▶ MATERIAL DEL EJERCICIO
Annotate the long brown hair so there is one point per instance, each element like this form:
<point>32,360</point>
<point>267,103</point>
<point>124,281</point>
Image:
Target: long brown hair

▶ OBJETIVO INDICADO
Copia todas las entradas de arriba línea por línea, sin alterar ningún carácter.

▶ RESPUESTA A CONTINUACIÓN
Annotate the long brown hair so there is one point per instance, each element like this form:
<point>32,360</point>
<point>267,103</point>
<point>124,281</point>
Image:
Target: long brown hair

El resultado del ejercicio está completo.